BEGIN Record excerpts

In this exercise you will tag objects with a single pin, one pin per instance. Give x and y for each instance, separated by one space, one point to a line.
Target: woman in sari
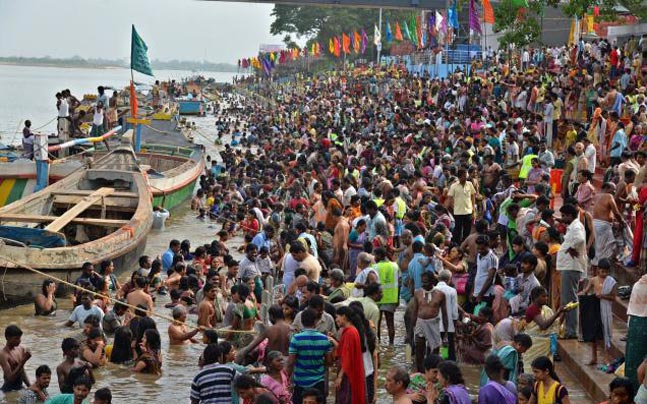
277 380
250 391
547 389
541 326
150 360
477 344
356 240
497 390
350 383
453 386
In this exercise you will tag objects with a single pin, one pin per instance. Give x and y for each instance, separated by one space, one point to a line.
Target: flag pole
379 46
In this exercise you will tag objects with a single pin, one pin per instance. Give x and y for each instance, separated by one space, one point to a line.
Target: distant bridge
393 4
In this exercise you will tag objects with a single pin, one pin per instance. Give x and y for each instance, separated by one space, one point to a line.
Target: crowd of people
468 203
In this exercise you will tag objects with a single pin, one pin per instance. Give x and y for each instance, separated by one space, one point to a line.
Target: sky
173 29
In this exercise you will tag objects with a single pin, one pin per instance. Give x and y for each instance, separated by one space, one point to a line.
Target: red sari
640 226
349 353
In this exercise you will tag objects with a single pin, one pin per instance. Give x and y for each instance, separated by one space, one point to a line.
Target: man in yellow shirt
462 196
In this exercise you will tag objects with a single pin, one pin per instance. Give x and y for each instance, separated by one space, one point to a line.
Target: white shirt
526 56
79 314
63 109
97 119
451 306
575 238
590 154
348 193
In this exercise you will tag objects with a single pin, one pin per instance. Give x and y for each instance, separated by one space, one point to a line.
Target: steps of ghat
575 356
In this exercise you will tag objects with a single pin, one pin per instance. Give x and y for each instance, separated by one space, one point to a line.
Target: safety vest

END Record excerpts

#### About this exercise
If pictures appear among the records, do not carry them over; retype the rest exactly.

#### Output of the exercise
In this exercise you will tag objects with a single pin, one pin per instance. Give x and y for each instance, separated by one space, one point to a line.
Target: woman in sari
277 380
250 391
547 389
541 326
150 360
477 344
356 240
497 390
350 383
453 386
In this exercise you will tag objects with a single pin, one pin per instance. Give x and y for each instance, separated by one space, one point to a line.
Target: flag pole
379 46
In this exercise you will tag objects with a single pin, one pin per instance. Give x and y for each instance, separated by one space, one point to a line.
Target: distant bridge
393 4
In this exercise you will tag objects with a single pin, one pin per instance. Give x and y for each instance, separated by one space, one point to a line.
Target: crowd of people
468 203
In this exercise you will tag objects with a single pin, one pin per instance. Give x and y for each instance, separated by one space, one point to a line.
Target: sky
173 29
In this exercise you will tag objects with a single pin, one pin per instance. Give x and y for each instance, separated by one space, one point to a line.
Target: red sari
640 226
349 353
In this exercise you will tag objects with a single pin, one pin per instance. Give x and y for each instance, separated by one space, one point to a line.
Target: man in yellow shirt
462 196
In this exercise you will tag objects with a single pin, one pin per instance. Give x and y for each instance, separated by one space, one point to a line.
Target: white shirt
526 56
79 314
63 109
97 119
451 306
575 238
590 154
348 193
In this exercise you will tag objects with a single pin, one pin per instance. Give x and y for each instance, separated by one space, one point to a line.
Target: steps of ghat
575 356
In this exercise you will tag objects with a single pin, one pin per instance. Give x and y for each instance, separated by one space, one point to a line.
Target: safety vest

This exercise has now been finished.